• SELECTED EXTRACT
Wednesday, October 14, 2020

Browsing the Shelves

 Do you miss bookstores? That is, real brick-and-mortar stores with lots of shelves and lots of books on them in all sorts of categories? I do.

Sure, I can order any book I want (practically) from Amazon...and I do. But first I have to know I want it. There's the rub. Despite the so-called "decline of print," there are literally thousands of books published every year that I may have no idea exist. Their authors do not make appearances on TV, they are not advertised on television, they don't even get reviewed (the idea of every newspaper having a weekly book review column is long gone).

That is why I miss bookstores. I used to wander through the store, browsing the shelves in the sections that interest me....and that's not just science-fiction, comics and entertainment. It includes history, politics, and science. I would frequently see a title and pull it from the shelf, read the back cover or inside flap description, sometimes read the introduction or first chapter and decide "This is interesting," and buy the book. Did I always end up enjoying it? No...but more times than not, I did. A lot of these books never made it to my "permanent collection"--but they added to my knowledge, my core of information.

• DIRECTION A
In the bookstore post, which sections besides science-fiction, comics and entertainment does the writer browse?
• DIRECTION B
Does each statement agree with the bookstore post? Answer yes or no and quote the deciding words. (i) The writer no longer orders books from Amazon. (ii) Weekly book review columns are still found in every newspaper. (iii) More often than not, the writer enjoyed the books bought after browsing.

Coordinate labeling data
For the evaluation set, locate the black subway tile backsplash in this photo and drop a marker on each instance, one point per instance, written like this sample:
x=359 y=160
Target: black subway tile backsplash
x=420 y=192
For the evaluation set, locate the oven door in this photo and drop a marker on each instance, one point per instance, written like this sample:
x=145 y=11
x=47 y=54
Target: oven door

...

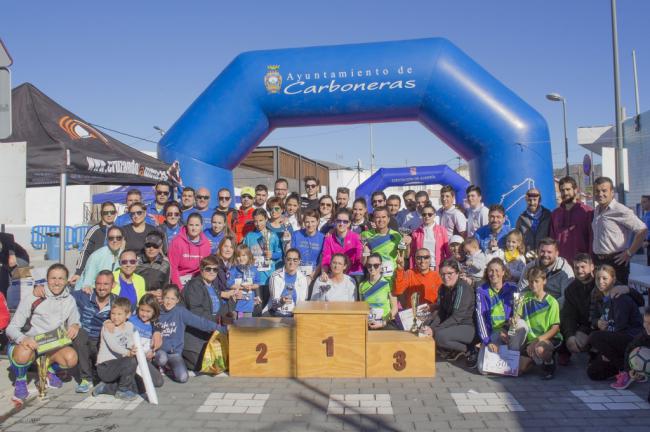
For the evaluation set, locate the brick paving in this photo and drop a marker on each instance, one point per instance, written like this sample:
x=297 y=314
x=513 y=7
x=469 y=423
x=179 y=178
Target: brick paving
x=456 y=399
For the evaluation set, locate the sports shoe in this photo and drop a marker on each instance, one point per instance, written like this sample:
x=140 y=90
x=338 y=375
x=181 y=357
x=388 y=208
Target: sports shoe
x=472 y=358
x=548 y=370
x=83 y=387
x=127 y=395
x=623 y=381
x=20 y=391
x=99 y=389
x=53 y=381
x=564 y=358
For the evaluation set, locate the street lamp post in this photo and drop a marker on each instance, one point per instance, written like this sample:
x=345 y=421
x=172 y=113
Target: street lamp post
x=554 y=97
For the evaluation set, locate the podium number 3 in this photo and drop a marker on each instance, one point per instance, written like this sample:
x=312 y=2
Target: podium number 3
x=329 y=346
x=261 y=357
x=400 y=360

* * *

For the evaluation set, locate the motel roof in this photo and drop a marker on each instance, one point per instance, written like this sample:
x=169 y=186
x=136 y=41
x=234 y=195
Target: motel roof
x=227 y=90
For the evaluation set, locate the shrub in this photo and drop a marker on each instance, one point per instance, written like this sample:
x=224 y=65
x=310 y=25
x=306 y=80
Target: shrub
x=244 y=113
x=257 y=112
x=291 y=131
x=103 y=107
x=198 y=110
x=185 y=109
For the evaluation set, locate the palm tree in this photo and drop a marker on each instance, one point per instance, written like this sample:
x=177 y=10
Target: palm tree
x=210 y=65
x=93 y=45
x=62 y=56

• FULL OUTPUT A
History, politics, and science.

• FULL OUTPUT B
(i) No: "Sure, I can order any book I want (practically) from Amazon...and I do."
(ii) No: "the idea of every newspaper having a weekly book review column is long gone"
(iii) Yes: "but more times than not, I did."